__OPDRACHT 1__.
Geef voor elk van de volgende beweringen aan of ze overeenkomt met de leestekst over complexe getallen. Antwoord met ja of nee en citeer letterlijk de woorden uit de leestekst die de doorslag geven.
(a) De oorspronkelijke vraag betreft alle complexe getallen z waarvoor het reële deel van z^2 gelijk is aan het imaginaire deel.
(b) Riparius plaatste zijn reactie op woensdag 13 november 2013.
(c) Het lukte tacos049 zonder moeite om de vergelijking a^2-b^2=2ab op te lossen.
__OPDRACHT 2__. Welke twee dingen had de vraagsteller volgens Riparius moeten kennen of geleerd hebben om de vergelijking in de leestekst over complexe getallen op te lossen?
__OPDRACHT 3__. Vervolg de leestekst over de complexe getallen z met Re(z^2)=Im(z^2), te beginnen na de laatste zin ervan.

Ik dacht laat z=a+bi dan Re(z^2)=a^2-b^2 en Im(z^2)=2ab en dan oplossen a^2-b^2=2ab, maar dat lukt me niet echt. Iemand een ander idee?
pi_133185396
quote:
0s.gif Op dinsdag 12 november 2013 14:56 schreef tacos049 het volgende:
Bepaal alle complexe getallen z, met Re(z^2)=Im(z^2).
Ik dacht laat z=a+bi dan Re(z^2)=a^2-b^2 en Im(z^2)=2ab en dan oplossen a^2-b^2=2ab, maar dat lukt me niet echt. Iemand een ander idee?
Kijk, als je nou je merkwaardige producten kende en vroeger had geleerd om kwadraten af te splitsen, dan deed je gewoon dit:

a2 − b2 − 2ab = 0
(a − b)2 − 2b2 = 0
(a − b − √2·b)(a − b + √2·b) = 0
a = (1 + √2)b ∨ a = (1 − √2)b
Re(z) = (1 + √2)·Im(z) ∨ Re(z) = (1 − √2)·Im(z)
pi_133186092
quote:
0s.gif Op dinsdag 12 november 2013 15:36 schreef Riparius het volgende:

[..]

Kijk, als je nou je merkwaardige producten kende en vroeger had geleerd om kwadraten af te splitsen, dan deed je gewoon dit:

a2 − b2 − 2ab = 0
(a − b)2 − 2b2 = 0
(a − b − √2·b)(a − b + √2·b) = 0
a = (1 + √2)b ∨ a = (1 − √2)b
Re(z) = (1 + √2)·Im(z) ∨ Re(z) = (1 − √2)·Im(z)
Dus als ik het goed heb is de verzameling van alle z die daaraan voldoet: v = {z=(1+sqrt(2))x+xi of z=(1-sqrt(2))x+xi met x element van de reële getallen} ?

__BRONFRAGMENT__.
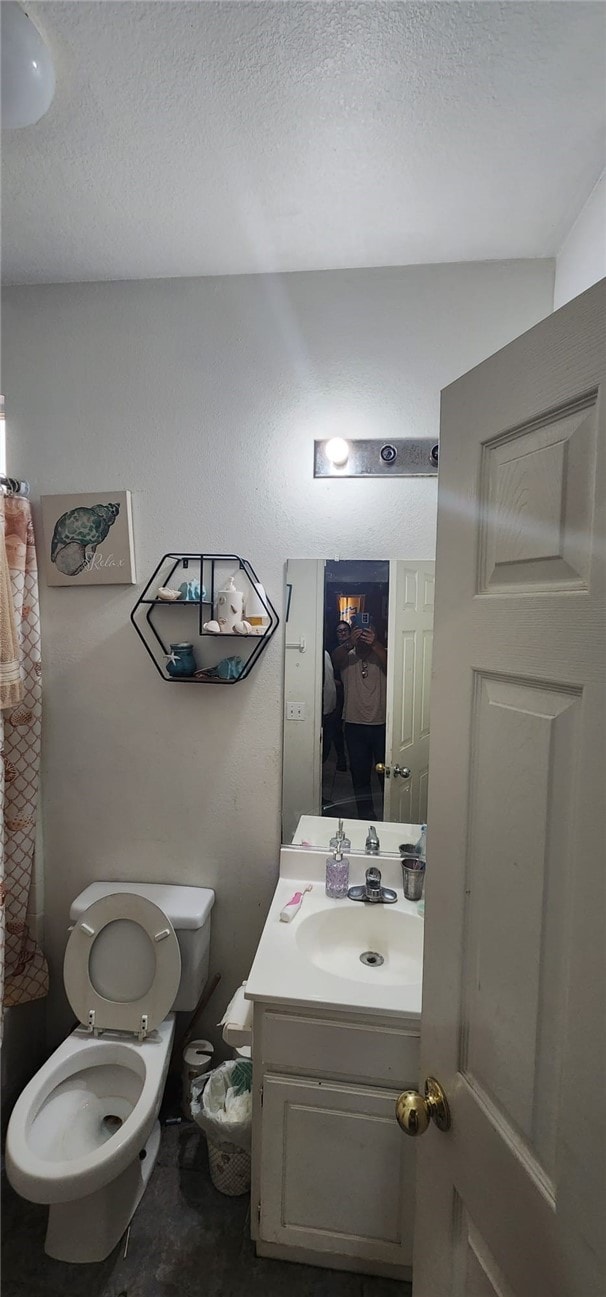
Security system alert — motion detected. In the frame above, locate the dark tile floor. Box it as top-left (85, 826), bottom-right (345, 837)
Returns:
top-left (1, 1123), bottom-right (410, 1297)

__ANTWOORD 1__.
(a) Ja: "Bepaal alle complexe getallen z, met Re(z^2)=Im(z^2)."
(b) Nee: "Op dinsdag 12 november 2013 15:36 schreef Riparius het volgende:"
(c) Nee: "maar dat lukt me niet echt."

__ANTWOORD 2__. De merkwaardige producten en het afsplitsen van kwadraten.

__ANTWOORD 3__.
pi_133188549
quote:
0s.gif Op dinsdag 12 november 2013 15:55 schreef tacos049 het volgende:

[..]

Dus als ik het goed heb is de verzameling van alle z die daaraan voldoet: v = {z=(1+sqrt(2))x+xi of z=(1-sqrt(2))x+xi met x element van de reële getallen} ?
V = { z ∈ C | (z = (1 + √2)x + xi ∨ z = (1 − √2)x + xi) ∧ x ∈ R }

De beeldpunten van deze complexe getallen vormen in het complexe vlak twee rechte lijnen die elkaar loodrecht snijden in de oorsprong.
pi_133190117
Als je een lijn vanuit het midden van een hoek tekent, hoe heet die lijn dan ook al weer? :@ Dus je hebt bijvoorbeeld een hoek van 90 graden ten opzichte van lijn a en de lijn teken je dan op een hoek van 45 graden ten opzichte van lijn a.
Gist is liefde, gist is leven. Vooral in een vagijn.
pi_133190142
quote:
0s.gif Op dinsdag 12 november 2013 17:49 schreef Rezania het volgende:
Als je een lijn vanuit het midden van een hoek tekent, hoe heet die lijn dan ook al weer? :@ Dus je hebt bijvoorbeeld een hoek van 90 graden ten opzichte van lijn a en de lijn teken je dan op een hoek van 45 graden ten opzichte van lijn a.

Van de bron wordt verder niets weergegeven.